PROMPT: Revise the entries below, substituting "fence" for every occurrence of "railing" and leaving all other text unchanged. Omit the pictures from your answer.
>> START DATASET ENTRIES
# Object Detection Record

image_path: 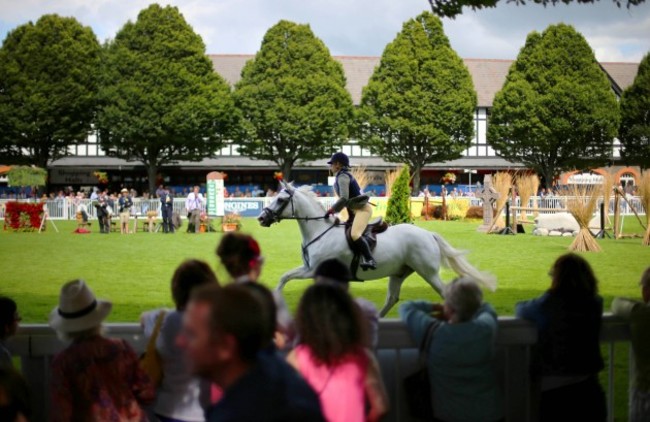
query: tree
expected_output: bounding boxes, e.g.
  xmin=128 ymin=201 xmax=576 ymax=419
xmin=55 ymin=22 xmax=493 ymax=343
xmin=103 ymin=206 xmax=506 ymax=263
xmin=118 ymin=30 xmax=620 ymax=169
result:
xmin=97 ymin=4 xmax=237 ymax=192
xmin=428 ymin=0 xmax=645 ymax=18
xmin=234 ymin=20 xmax=353 ymax=180
xmin=386 ymin=166 xmax=412 ymax=224
xmin=0 ymin=15 xmax=101 ymax=168
xmin=618 ymin=54 xmax=650 ymax=169
xmin=357 ymin=12 xmax=476 ymax=194
xmin=487 ymin=24 xmax=620 ymax=187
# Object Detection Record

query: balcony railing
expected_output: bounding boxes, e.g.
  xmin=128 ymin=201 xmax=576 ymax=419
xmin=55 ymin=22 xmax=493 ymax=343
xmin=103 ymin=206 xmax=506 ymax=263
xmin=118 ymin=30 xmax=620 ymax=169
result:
xmin=9 ymin=315 xmax=633 ymax=422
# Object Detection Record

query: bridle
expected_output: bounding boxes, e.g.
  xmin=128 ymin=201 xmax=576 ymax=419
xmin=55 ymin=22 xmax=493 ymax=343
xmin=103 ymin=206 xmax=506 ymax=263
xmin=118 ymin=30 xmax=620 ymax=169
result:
xmin=262 ymin=189 xmax=328 ymax=223
xmin=262 ymin=189 xmax=345 ymax=268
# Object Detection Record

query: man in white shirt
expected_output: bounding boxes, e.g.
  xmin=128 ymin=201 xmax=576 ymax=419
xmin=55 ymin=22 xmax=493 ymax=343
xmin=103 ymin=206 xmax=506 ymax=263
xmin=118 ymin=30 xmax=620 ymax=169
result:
xmin=185 ymin=186 xmax=205 ymax=233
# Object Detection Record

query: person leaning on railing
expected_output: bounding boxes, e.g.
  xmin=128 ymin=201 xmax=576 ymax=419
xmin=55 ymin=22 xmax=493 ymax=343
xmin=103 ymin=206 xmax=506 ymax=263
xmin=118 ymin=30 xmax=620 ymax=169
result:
xmin=399 ymin=277 xmax=503 ymax=422
xmin=612 ymin=267 xmax=650 ymax=422
xmin=140 ymin=259 xmax=219 ymax=422
xmin=49 ymin=280 xmax=156 ymax=422
xmin=515 ymin=253 xmax=607 ymax=422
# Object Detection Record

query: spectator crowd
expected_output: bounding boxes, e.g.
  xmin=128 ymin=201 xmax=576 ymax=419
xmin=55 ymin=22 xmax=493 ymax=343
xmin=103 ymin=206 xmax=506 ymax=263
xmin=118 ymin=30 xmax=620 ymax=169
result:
xmin=0 ymin=239 xmax=650 ymax=422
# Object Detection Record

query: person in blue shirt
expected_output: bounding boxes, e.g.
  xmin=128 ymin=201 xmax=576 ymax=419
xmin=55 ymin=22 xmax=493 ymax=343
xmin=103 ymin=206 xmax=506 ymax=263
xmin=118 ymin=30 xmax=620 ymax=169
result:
xmin=399 ymin=277 xmax=503 ymax=422
xmin=325 ymin=152 xmax=377 ymax=271
xmin=117 ymin=188 xmax=133 ymax=234
xmin=515 ymin=253 xmax=607 ymax=422
xmin=177 ymin=284 xmax=325 ymax=422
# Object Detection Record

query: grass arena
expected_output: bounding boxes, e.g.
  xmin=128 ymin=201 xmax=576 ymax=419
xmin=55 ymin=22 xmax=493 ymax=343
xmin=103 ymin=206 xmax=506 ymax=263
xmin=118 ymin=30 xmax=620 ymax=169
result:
xmin=0 ymin=217 xmax=650 ymax=420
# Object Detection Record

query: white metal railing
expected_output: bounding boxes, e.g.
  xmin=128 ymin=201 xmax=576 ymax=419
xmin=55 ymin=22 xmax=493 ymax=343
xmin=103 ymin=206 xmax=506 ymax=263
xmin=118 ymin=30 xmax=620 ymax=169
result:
>> END DATASET ENTRIES
WRITTEN SOLUTION:
# Object Detection Record

image_path: 
query: tree
expected_output: bounding boxes, e.g.
  xmin=128 ymin=201 xmax=576 ymax=419
xmin=55 ymin=22 xmax=493 ymax=343
xmin=103 ymin=206 xmax=506 ymax=263
xmin=118 ymin=30 xmax=620 ymax=169
result:
xmin=97 ymin=4 xmax=237 ymax=192
xmin=428 ymin=0 xmax=645 ymax=18
xmin=234 ymin=20 xmax=353 ymax=180
xmin=386 ymin=166 xmax=412 ymax=224
xmin=0 ymin=15 xmax=101 ymax=168
xmin=618 ymin=54 xmax=650 ymax=169
xmin=357 ymin=12 xmax=476 ymax=194
xmin=487 ymin=24 xmax=620 ymax=187
# Object Detection Record

query: balcony fence
expected_output: bounding boxes, e.g.
  xmin=128 ymin=201 xmax=576 ymax=419
xmin=55 ymin=22 xmax=493 ymax=343
xmin=103 ymin=206 xmax=506 ymax=263
xmin=118 ymin=30 xmax=620 ymax=169
result:
xmin=9 ymin=315 xmax=633 ymax=422
# Object Detection Record

query: bridle
expected_output: bounding boxes, e.g.
  xmin=128 ymin=201 xmax=576 ymax=419
xmin=55 ymin=22 xmax=493 ymax=343
xmin=103 ymin=206 xmax=506 ymax=263
xmin=118 ymin=30 xmax=620 ymax=169
result:
xmin=262 ymin=189 xmax=328 ymax=223
xmin=262 ymin=189 xmax=345 ymax=268
# Object Detection Record

query: man in white shirt
expected_output: bounding boxes, e.g.
  xmin=128 ymin=201 xmax=576 ymax=419
xmin=55 ymin=22 xmax=493 ymax=343
xmin=103 ymin=206 xmax=506 ymax=263
xmin=118 ymin=30 xmax=620 ymax=169
result:
xmin=185 ymin=186 xmax=205 ymax=233
# Object Detection Record

query: person leaning on fence
expected_output: bounding boxes, e.g.
  xmin=128 ymin=201 xmax=576 ymax=419
xmin=55 ymin=22 xmax=493 ymax=343
xmin=103 ymin=206 xmax=506 ymax=263
xmin=118 ymin=30 xmax=620 ymax=169
result:
xmin=399 ymin=277 xmax=503 ymax=422
xmin=612 ymin=267 xmax=650 ymax=422
xmin=140 ymin=259 xmax=219 ymax=422
xmin=49 ymin=280 xmax=156 ymax=422
xmin=515 ymin=253 xmax=607 ymax=422
# Object Detection Record

query: spectator crowd
expected_output: bounding boxes, e.g.
  xmin=128 ymin=201 xmax=576 ymax=419
xmin=55 ymin=22 xmax=493 ymax=343
xmin=103 ymin=206 xmax=506 ymax=263
xmin=118 ymin=30 xmax=620 ymax=169
result:
xmin=0 ymin=239 xmax=650 ymax=422
# Object Detection Record

query: person in blue shirt
expected_output: bounding boxes, e.g.
  xmin=128 ymin=201 xmax=576 ymax=419
xmin=55 ymin=22 xmax=493 ymax=343
xmin=103 ymin=206 xmax=506 ymax=263
xmin=118 ymin=30 xmax=620 ymax=169
result:
xmin=399 ymin=277 xmax=503 ymax=422
xmin=325 ymin=152 xmax=377 ymax=271
xmin=117 ymin=188 xmax=133 ymax=234
xmin=515 ymin=253 xmax=607 ymax=422
xmin=177 ymin=284 xmax=325 ymax=422
# Object Detection Record

query: grass arena
expected_output: bounding boxes, e.g.
  xmin=128 ymin=201 xmax=576 ymax=419
xmin=55 ymin=22 xmax=493 ymax=343
xmin=103 ymin=206 xmax=506 ymax=263
xmin=118 ymin=30 xmax=620 ymax=169
result:
xmin=0 ymin=217 xmax=650 ymax=420
# Object Detection Record

query: white metal fence
expected_output: bounding boxes, e.g.
  xmin=128 ymin=201 xmax=576 ymax=419
xmin=55 ymin=22 xmax=493 ymax=343
xmin=103 ymin=206 xmax=506 ymax=263
xmin=118 ymin=30 xmax=620 ymax=169
result:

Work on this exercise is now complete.